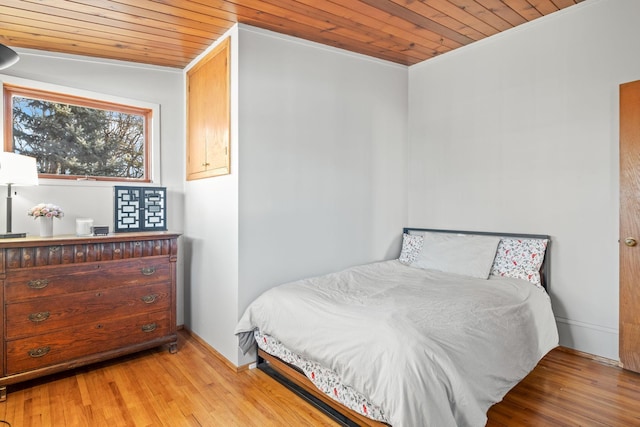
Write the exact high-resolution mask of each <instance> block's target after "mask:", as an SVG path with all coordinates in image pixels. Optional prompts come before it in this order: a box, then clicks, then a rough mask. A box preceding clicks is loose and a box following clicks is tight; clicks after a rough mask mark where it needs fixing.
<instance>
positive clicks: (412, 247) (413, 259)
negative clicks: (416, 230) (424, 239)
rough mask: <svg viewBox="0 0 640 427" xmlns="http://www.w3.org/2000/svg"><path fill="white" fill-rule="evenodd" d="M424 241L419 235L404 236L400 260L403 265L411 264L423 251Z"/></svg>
mask: <svg viewBox="0 0 640 427" xmlns="http://www.w3.org/2000/svg"><path fill="white" fill-rule="evenodd" d="M422 240H423V239H422V236H421V235H419V234H407V233H404V234H403V235H402V250H401V251H400V258H398V260H399V261H400V262H401V263H403V264H407V265H409V264H411V263H412V262H413V261H414V260H415V259H416V257H417V256H418V254H419V253H420V250H421V249H422Z"/></svg>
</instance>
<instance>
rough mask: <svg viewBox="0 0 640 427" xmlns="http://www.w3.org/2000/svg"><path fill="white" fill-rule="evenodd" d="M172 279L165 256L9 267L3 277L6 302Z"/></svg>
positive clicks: (168, 279)
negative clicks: (81, 263) (69, 263)
mask: <svg viewBox="0 0 640 427" xmlns="http://www.w3.org/2000/svg"><path fill="white" fill-rule="evenodd" d="M170 280H171V269H170V264H169V259H168V258H167V257H164V256H160V257H148V258H143V259H134V260H125V261H106V262H95V263H83V264H76V265H64V266H47V267H34V268H29V269H20V270H14V271H10V272H9V273H8V274H7V278H6V279H5V287H4V297H5V304H7V303H12V302H15V301H20V300H25V299H29V298H42V297H46V296H53V295H65V294H69V293H75V292H82V291H90V290H100V289H106V288H113V287H120V286H129V285H137V284H146V283H154V282H165V281H170Z"/></svg>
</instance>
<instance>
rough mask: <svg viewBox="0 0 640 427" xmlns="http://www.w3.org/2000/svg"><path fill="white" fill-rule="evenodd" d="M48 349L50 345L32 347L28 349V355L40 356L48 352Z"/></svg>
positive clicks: (47, 352)
mask: <svg viewBox="0 0 640 427" xmlns="http://www.w3.org/2000/svg"><path fill="white" fill-rule="evenodd" d="M49 350H51V347H39V348H33V349H31V350H29V356H31V357H42V356H44V355H45V354H47V353H49Z"/></svg>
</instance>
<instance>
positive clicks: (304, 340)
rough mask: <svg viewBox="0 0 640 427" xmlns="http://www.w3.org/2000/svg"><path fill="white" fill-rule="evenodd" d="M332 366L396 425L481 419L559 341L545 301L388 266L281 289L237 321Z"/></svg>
mask: <svg viewBox="0 0 640 427" xmlns="http://www.w3.org/2000/svg"><path fill="white" fill-rule="evenodd" d="M254 329H259V330H260V331H262V332H263V333H266V334H268V335H271V336H273V337H274V338H276V339H278V340H279V341H280V342H281V343H282V344H284V345H285V346H286V347H288V348H289V349H290V350H292V351H294V352H296V353H298V354H300V355H302V356H304V357H306V358H308V359H311V360H313V361H316V362H318V363H320V364H322V365H324V366H326V367H328V368H331V369H333V370H334V371H335V372H336V373H337V374H338V375H339V376H340V378H342V381H343V382H344V383H345V384H347V385H350V386H351V387H353V388H354V389H356V390H358V391H360V392H361V393H362V394H363V395H364V396H366V397H368V398H369V399H370V400H371V401H372V402H373V403H375V404H377V405H378V406H380V408H381V409H382V410H383V412H384V413H385V415H386V417H387V419H389V421H390V422H391V424H392V425H393V426H395V427H400V426H410V427H414V426H434V427H445V426H484V425H485V424H486V420H487V418H486V412H487V410H488V409H489V408H490V407H491V405H492V404H494V403H496V402H499V401H500V400H501V399H502V397H503V396H504V395H505V394H506V393H507V392H508V391H509V389H510V388H511V387H513V386H514V385H515V384H516V383H518V382H519V381H520V380H521V379H522V378H524V376H526V374H527V373H529V372H530V371H531V370H532V369H533V368H534V367H535V365H536V364H537V363H538V361H539V360H540V359H541V358H542V357H543V356H544V355H545V354H546V353H547V352H548V351H549V350H551V349H552V348H553V347H555V346H556V345H557V344H558V332H557V329H556V325H555V320H554V317H553V313H552V311H551V304H550V301H549V297H548V295H547V294H546V292H544V290H542V289H541V288H538V287H536V286H535V285H532V284H530V283H528V282H526V281H523V280H520V279H505V278H497V277H493V276H492V277H491V278H490V279H489V280H479V279H472V278H467V277H464V276H456V275H451V274H446V273H440V272H436V271H429V270H422V269H418V268H413V267H407V266H404V265H403V264H401V263H400V262H398V261H385V262H380V263H374V264H369V265H364V266H359V267H354V268H351V269H348V270H345V271H342V272H339V273H335V274H329V275H326V276H321V277H316V278H312V279H306V280H300V281H297V282H293V283H289V284H285V285H282V286H278V287H275V288H273V289H270V290H269V291H267V292H265V293H264V294H263V295H261V296H260V297H259V298H257V299H256V300H255V301H254V302H253V303H252V304H251V305H250V306H249V307H248V308H247V310H246V312H245V313H244V315H243V316H242V318H241V319H240V321H239V323H238V326H237V328H236V331H235V332H236V334H237V335H238V336H239V338H240V343H241V347H243V350H245V351H246V350H247V349H248V346H250V345H251V344H252V343H251V339H252V333H251V331H253V330H254Z"/></svg>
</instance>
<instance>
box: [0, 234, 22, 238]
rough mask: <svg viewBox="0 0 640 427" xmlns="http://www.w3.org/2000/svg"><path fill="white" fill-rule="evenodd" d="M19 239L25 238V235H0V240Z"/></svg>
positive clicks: (7, 234)
mask: <svg viewBox="0 0 640 427" xmlns="http://www.w3.org/2000/svg"><path fill="white" fill-rule="evenodd" d="M20 237H27V233H4V234H0V239H18V238H20Z"/></svg>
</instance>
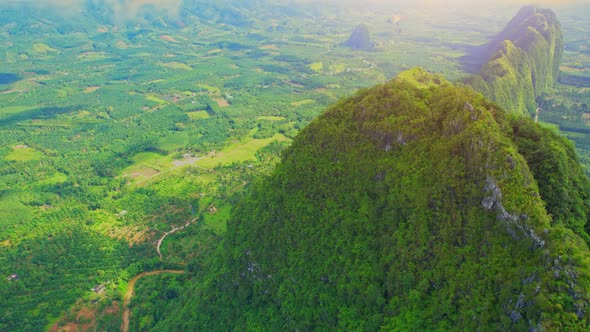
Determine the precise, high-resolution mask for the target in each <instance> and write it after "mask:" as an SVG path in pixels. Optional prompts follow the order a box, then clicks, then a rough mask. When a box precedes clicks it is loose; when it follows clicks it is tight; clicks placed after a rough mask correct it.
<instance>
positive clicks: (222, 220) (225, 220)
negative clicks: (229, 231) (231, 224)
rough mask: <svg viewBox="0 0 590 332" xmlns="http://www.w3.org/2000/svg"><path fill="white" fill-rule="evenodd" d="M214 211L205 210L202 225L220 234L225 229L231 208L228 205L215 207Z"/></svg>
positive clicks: (222, 233) (223, 205) (220, 234)
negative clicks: (207, 210) (206, 211)
mask: <svg viewBox="0 0 590 332" xmlns="http://www.w3.org/2000/svg"><path fill="white" fill-rule="evenodd" d="M215 208H216V211H215V212H205V217H204V218H203V221H202V222H203V225H204V226H205V227H207V228H209V229H211V230H212V231H213V232H215V234H217V235H222V234H224V233H225V231H226V229H227V221H228V220H229V218H230V217H231V208H230V207H229V206H225V205H223V206H218V207H215Z"/></svg>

-- -- --

▸ Goal of the exercise: Can you revise all of the data above so that every "rough mask" reads "coarse mask", with nothing else changed and the pictures left out?

▸ Written answer:
Write the exact high-resolution mask of each <instance> block's target after "mask:", as an SVG path with all coordinates in image pixels. Optional prompts come before it in this order: a box, then clicks, then a coarse mask. A box preceding clicks is loose and a box following clicks is tight; clicks after a coarse mask mark where it needs fixing.
<instance>
positive clicks: (412, 247) (413, 259)
negative clicks: (416, 230) (424, 239)
coarse mask: <svg viewBox="0 0 640 427" xmlns="http://www.w3.org/2000/svg"><path fill="white" fill-rule="evenodd" d="M424 241L419 235L404 236L400 260L403 265L411 264L423 251Z"/></svg>
mask: <svg viewBox="0 0 640 427" xmlns="http://www.w3.org/2000/svg"><path fill="white" fill-rule="evenodd" d="M422 240H423V239H422V236H421V235H419V234H407V233H404V234H403V235H402V250H401V251H400V258H398V260H399V261H400V262H401V263H403V264H407V265H409V264H411V263H412V262H413V261H414V260H415V259H416V257H417V256H418V254H419V253H420V250H421V249H422Z"/></svg>
</instance>
<instance>
coarse mask: <svg viewBox="0 0 640 427" xmlns="http://www.w3.org/2000/svg"><path fill="white" fill-rule="evenodd" d="M172 279L165 256L9 267L3 277L6 302Z"/></svg>
positive clicks: (168, 279)
negative clicks: (81, 263) (69, 263)
mask: <svg viewBox="0 0 640 427" xmlns="http://www.w3.org/2000/svg"><path fill="white" fill-rule="evenodd" d="M170 280H171V269H170V264H169V259H168V258H167V257H164V256H160V257H148V258H143V259H134V260H125V261H106V262H95V263H83V264H76V265H64V266H47V267H34V268H29V269H20V270H14V271H10V272H9V273H8V274H7V278H6V279H5V287H4V297H5V304H7V303H12V302H15V301H20V300H25V299H29V298H42V297H46V296H53V295H65V294H69V293H75V292H82V291H90V290H100V289H106V288H113V287H120V286H129V285H137V284H146V283H154V282H165V281H170Z"/></svg>
</instance>
<instance>
coarse mask: <svg viewBox="0 0 640 427" xmlns="http://www.w3.org/2000/svg"><path fill="white" fill-rule="evenodd" d="M48 349L50 345L32 347L28 349V355L40 356L48 352Z"/></svg>
positive clicks: (47, 352)
mask: <svg viewBox="0 0 640 427" xmlns="http://www.w3.org/2000/svg"><path fill="white" fill-rule="evenodd" d="M49 350H51V347H39V348H33V349H31V350H29V356H31V357H42V356H44V355H45V354H47V353H49Z"/></svg>
</instance>
<instance>
positive clicks: (304, 340)
coarse mask: <svg viewBox="0 0 640 427" xmlns="http://www.w3.org/2000/svg"><path fill="white" fill-rule="evenodd" d="M332 366L396 425L481 419L559 341L545 301L388 266L281 289L237 321Z"/></svg>
mask: <svg viewBox="0 0 640 427" xmlns="http://www.w3.org/2000/svg"><path fill="white" fill-rule="evenodd" d="M254 329H259V330H260V331H262V332H263V333H266V334H268V335H271V336H273V337H274V338H276V339H278V340H279V341H280V342H281V343H282V344H284V345H285V346H286V347H288V348H289V349H290V350H292V351H294V352H296V353H298V354H300V355H302V356H304V357H306V358H308V359H311V360H313V361H316V362H318V363H320V364H322V365H324V366H326V367H328V368H331V369H333V370H334V371H335V372H336V373H337V374H338V375H339V376H340V378H342V381H343V382H344V383H345V384H347V385H350V386H351V387H353V388H354V389H356V390H358V391H360V392H361V393H362V394H363V395H364V396H366V397H368V398H369V399H370V400H371V401H372V402H373V403H375V404H377V405H378V406H380V408H381V409H382V410H383V412H384V413H385V415H386V417H387V419H389V421H390V422H391V424H392V425H393V426H395V427H400V426H410V427H414V426H434V427H445V426H484V425H485V424H486V420H487V418H486V412H487V410H488V409H489V408H490V407H491V405H492V404H494V403H496V402H499V401H500V400H501V399H502V397H503V396H504V395H505V394H506V393H507V392H508V391H509V389H510V388H511V387H513V386H514V385H515V384H516V383H518V382H519V381H520V380H521V379H522V378H524V376H526V374H527V373H529V372H530V371H531V370H532V369H533V368H534V367H535V365H536V364H537V363H538V361H539V360H540V359H541V358H542V357H543V356H544V355H545V354H546V353H547V352H548V351H549V350H551V349H552V348H553V347H555V346H556V345H557V344H558V332H557V329H556V325H555V320H554V317H553V313H552V311H551V304H550V301H549V297H548V295H547V294H546V292H544V290H542V289H541V288H538V287H536V286H535V285H532V284H530V283H528V282H526V281H523V280H520V279H505V278H497V277H493V276H492V277H491V278H490V279H489V280H479V279H472V278H467V277H464V276H456V275H451V274H446V273H440V272H436V271H429V270H422V269H418V268H413V267H407V266H404V265H403V264H401V263H400V262H398V261H385V262H380V263H374V264H369V265H364V266H359V267H354V268H351V269H348V270H345V271H342V272H339V273H335V274H329V275H326V276H321V277H316V278H312V279H306V280H300V281H297V282H293V283H289V284H285V285H282V286H278V287H275V288H273V289H270V290H269V291H267V292H265V293H264V294H263V295H261V296H260V297H259V298H257V299H256V300H255V301H254V302H253V303H252V304H251V305H250V306H249V307H248V308H247V310H246V312H245V313H244V315H243V316H242V318H241V319H240V321H239V323H238V326H237V328H236V331H235V332H236V334H237V335H238V336H239V338H240V343H241V347H243V350H245V351H246V350H247V349H248V346H250V345H251V344H252V343H251V339H252V333H251V331H253V330H254Z"/></svg>
</instance>
<instance>
box: [0, 234, 22, 238]
coarse mask: <svg viewBox="0 0 640 427" xmlns="http://www.w3.org/2000/svg"><path fill="white" fill-rule="evenodd" d="M19 239L25 238V235H0V240Z"/></svg>
positive clicks: (7, 234)
mask: <svg viewBox="0 0 640 427" xmlns="http://www.w3.org/2000/svg"><path fill="white" fill-rule="evenodd" d="M20 237H27V233H4V234H0V239H18V238H20Z"/></svg>
</instance>
Determine the precise, high-resolution mask for the target in each <instance> and write it after "mask:" as an SVG path in pixels. Optional prompts follow the order a box, then clicks, then a coarse mask. When a box precedes clicks it is loose; when it follows clicks it is tight; clicks placed after a coarse mask correct it.
<instance>
positive clicks: (222, 220) (225, 220)
negative clicks: (229, 231) (231, 224)
coarse mask: <svg viewBox="0 0 590 332" xmlns="http://www.w3.org/2000/svg"><path fill="white" fill-rule="evenodd" d="M214 211L205 210L202 225L220 234L225 229L231 208L228 205L215 207Z"/></svg>
positive clicks: (222, 233) (223, 205) (220, 234)
negative clicks: (207, 210) (206, 211)
mask: <svg viewBox="0 0 590 332" xmlns="http://www.w3.org/2000/svg"><path fill="white" fill-rule="evenodd" d="M215 208H216V211H215V212H205V217H204V218H203V221H202V222H203V225H204V226H205V227H207V228H209V229H211V230H212V231H213V232H215V234H217V235H222V234H224V233H225V231H226V229H227V221H228V220H229V218H230V217H231V208H230V207H229V206H225V205H223V206H218V207H215Z"/></svg>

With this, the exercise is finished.